Work order.
Nothing in the records may be altered, so transcribe them exactly.

Exercise input.
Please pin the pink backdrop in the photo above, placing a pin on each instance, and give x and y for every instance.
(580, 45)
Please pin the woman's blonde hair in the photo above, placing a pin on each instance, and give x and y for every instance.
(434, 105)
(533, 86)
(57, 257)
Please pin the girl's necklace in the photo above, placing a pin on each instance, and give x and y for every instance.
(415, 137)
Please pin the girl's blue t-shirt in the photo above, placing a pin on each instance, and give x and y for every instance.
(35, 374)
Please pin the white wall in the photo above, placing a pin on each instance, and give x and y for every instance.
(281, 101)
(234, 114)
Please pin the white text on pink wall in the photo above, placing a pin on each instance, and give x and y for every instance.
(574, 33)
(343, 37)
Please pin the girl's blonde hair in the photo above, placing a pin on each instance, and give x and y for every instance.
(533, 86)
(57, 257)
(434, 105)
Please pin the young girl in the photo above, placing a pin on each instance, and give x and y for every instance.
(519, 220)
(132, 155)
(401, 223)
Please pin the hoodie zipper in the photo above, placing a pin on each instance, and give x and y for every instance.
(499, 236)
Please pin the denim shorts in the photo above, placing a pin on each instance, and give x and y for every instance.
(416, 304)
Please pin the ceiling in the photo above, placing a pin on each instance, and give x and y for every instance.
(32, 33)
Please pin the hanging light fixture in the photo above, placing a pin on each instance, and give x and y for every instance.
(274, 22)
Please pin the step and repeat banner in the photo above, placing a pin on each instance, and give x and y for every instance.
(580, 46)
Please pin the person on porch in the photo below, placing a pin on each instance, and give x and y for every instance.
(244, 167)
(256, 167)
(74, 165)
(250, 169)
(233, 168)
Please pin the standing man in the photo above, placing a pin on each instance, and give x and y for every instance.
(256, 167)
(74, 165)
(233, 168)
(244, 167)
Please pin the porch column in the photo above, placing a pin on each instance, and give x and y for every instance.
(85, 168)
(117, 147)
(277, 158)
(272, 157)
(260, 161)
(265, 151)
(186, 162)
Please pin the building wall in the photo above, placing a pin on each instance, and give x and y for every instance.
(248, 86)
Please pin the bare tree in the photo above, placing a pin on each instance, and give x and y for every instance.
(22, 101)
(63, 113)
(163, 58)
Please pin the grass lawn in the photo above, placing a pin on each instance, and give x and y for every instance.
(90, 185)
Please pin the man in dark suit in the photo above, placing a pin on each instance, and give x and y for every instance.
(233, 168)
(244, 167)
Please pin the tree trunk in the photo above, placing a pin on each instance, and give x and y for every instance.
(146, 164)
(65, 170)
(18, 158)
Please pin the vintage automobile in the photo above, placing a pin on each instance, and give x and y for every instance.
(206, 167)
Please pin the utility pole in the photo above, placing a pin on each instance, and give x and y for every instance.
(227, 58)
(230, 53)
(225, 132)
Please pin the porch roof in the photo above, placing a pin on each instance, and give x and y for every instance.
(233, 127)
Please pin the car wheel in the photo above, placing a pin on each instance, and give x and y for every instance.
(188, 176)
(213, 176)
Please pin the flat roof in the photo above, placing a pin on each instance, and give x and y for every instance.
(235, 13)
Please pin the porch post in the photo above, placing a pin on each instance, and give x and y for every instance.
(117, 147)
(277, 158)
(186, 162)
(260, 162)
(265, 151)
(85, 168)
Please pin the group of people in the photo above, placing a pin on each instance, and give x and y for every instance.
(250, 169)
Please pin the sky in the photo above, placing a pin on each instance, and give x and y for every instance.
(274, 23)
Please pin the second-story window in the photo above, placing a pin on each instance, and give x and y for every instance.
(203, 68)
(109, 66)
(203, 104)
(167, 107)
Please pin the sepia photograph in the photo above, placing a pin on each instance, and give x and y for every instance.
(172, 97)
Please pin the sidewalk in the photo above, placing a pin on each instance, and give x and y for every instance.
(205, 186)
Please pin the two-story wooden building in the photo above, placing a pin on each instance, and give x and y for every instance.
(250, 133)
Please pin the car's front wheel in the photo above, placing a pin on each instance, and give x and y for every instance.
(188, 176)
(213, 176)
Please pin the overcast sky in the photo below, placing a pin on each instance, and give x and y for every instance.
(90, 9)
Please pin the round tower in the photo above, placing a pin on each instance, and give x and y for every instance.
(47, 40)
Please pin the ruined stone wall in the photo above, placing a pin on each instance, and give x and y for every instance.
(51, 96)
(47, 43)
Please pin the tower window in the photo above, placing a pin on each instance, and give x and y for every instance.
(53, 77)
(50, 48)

Answer space.
Please pin the pink backdrop in the photo above, placing a pin on each instance, and give x and y for every instance.
(580, 45)
Please pin the woman's blonde hair in the photo above, placing a pin on each instance, and give x and y for every instance.
(434, 105)
(533, 86)
(57, 257)
Please pin the girl's necklace in the photo above, placing a pin on each instance, and give x and y for every instance.
(415, 137)
Please pin the girl's blue t-shirt in the photo above, placing a pin on each instance, and give x and y for every instance.
(35, 374)
Please pin the white wall in the photo above, placing a pin on each instance, and give x and y for every instance.
(281, 101)
(234, 114)
Please pin the white text on pink wall in the photo above, placing a pin on each instance, and give x and y for every instance.
(574, 33)
(343, 37)
Please pin the girl's blonde hair in the photo above, placing a pin on each instance, and give x and y for every instance.
(533, 86)
(57, 257)
(434, 105)
Please pin the young girl in the photo above, placing a pin on each instance, and give x and y for every instance.
(519, 220)
(132, 155)
(401, 223)
Please pin the hoodie zipper in the photo above, placing a pin on each instance, and give x and y for every instance.
(499, 236)
Please pin the denim shorts in the photo above, placing a pin on each instance, and give x and y for every instance.
(416, 304)
Please pin the ceiling in the photo above, placing a pin on each instance, and give x and y for every instance.
(32, 33)
Please pin the hanging light fixture in the photo above, placing a pin on each instance, and give x and y for every instance.
(274, 22)
Please pin the step and repeat banner in the photo above, placing a pin on each instance, and give x and y for every instance.
(580, 46)
Please pin the person on porch in the photo below, placing a pin on each instance, and give x and y for every instance.
(244, 167)
(256, 167)
(74, 165)
(250, 169)
(233, 168)
Please pin the standing man in the photo above, placing a pin on each instance, and give x and y for every instance.
(256, 167)
(74, 165)
(233, 168)
(244, 167)
Please pin the porch column in the photo above, placing a pin on each instance, and give x and y for every instance.
(85, 168)
(117, 147)
(277, 158)
(272, 157)
(260, 161)
(265, 151)
(186, 162)
Please pin the building wall in the photo above, placing a pin on each instance, and give x and y for every instance.
(248, 86)
Please pin the bare tree in the photo above, placing a pin on each instance, and give x and y for every instance.
(22, 101)
(63, 113)
(163, 58)
Please pin the grass lawn in the photo above, placing a pin on each instance, and give x and y for every instance.
(90, 185)
Please pin the man in dark suit in the photo above, placing a pin on each instance, and give x and y for every instance.
(233, 168)
(244, 167)
Please pin the tree trunk in the photo above, placing a pin on each instance, and give x and y for every instance.
(146, 164)
(65, 170)
(18, 158)
Please pin the vintage automobile in the photo above, placing a pin on each instance, and give x and y for every instance.
(206, 167)
Please pin the utility pole in the photo above, placing a pin on each instance, and give x and y for every instance.
(227, 58)
(230, 53)
(225, 132)
Please pin the porch roof in the photo above, placing a pin on each instance, and give x and y for every instance.
(233, 127)
Please pin the car wheel in the photo above, placing a pin on each instance, and give x and y for every instance.
(188, 176)
(213, 176)
Please pin the flat roof in the photo above, placing a pin on each instance, and give x and y for every instance.
(235, 13)
Please pin the porch post in the photo above, placing a pin on each instance, and give x and y for every instance.
(117, 147)
(277, 158)
(186, 162)
(260, 162)
(265, 151)
(85, 168)
Please pin the group of people in the photo above, placing a pin on each instance, and give x and y for every instance.
(250, 169)
Please pin the sky in the photo above, placing a pin on each instance, and give x and y for every instance.
(274, 23)
Please pin the second-story window in the photo above, placing a pin on each instance, and give x and y for every instance.
(203, 68)
(109, 66)
(203, 104)
(167, 107)
Please pin the sepia photograph in the photo above, placing a pin on each instance, and give x and y for every instance.
(172, 97)
Please pin the sidewalk in the photo above, placing a pin on each instance, and give x and y for every instance.
(205, 186)
Please pin the two-story wooden building in the photo above, placing a pin on each instance, and give x and y for every instance.
(250, 133)
Please pin the car's front wheel in the photo above, placing a pin on each instance, and give x and y for every instance.
(188, 176)
(213, 176)
Please pin the overcast sky in the photo below, placing a pin on each instance, and give x and y for every instance.
(90, 9)
Please pin the round tower in the photo above, placing a pin on each instance, and give x and y for every instance.
(47, 40)
Please pin the ruined stone wall in the photo above, placing a pin on each instance, and give x and y for every instance.
(51, 96)
(47, 43)
Please pin the tower window in the photo above, placing a pin on each instance, and give x and y for every instance.
(53, 77)
(50, 48)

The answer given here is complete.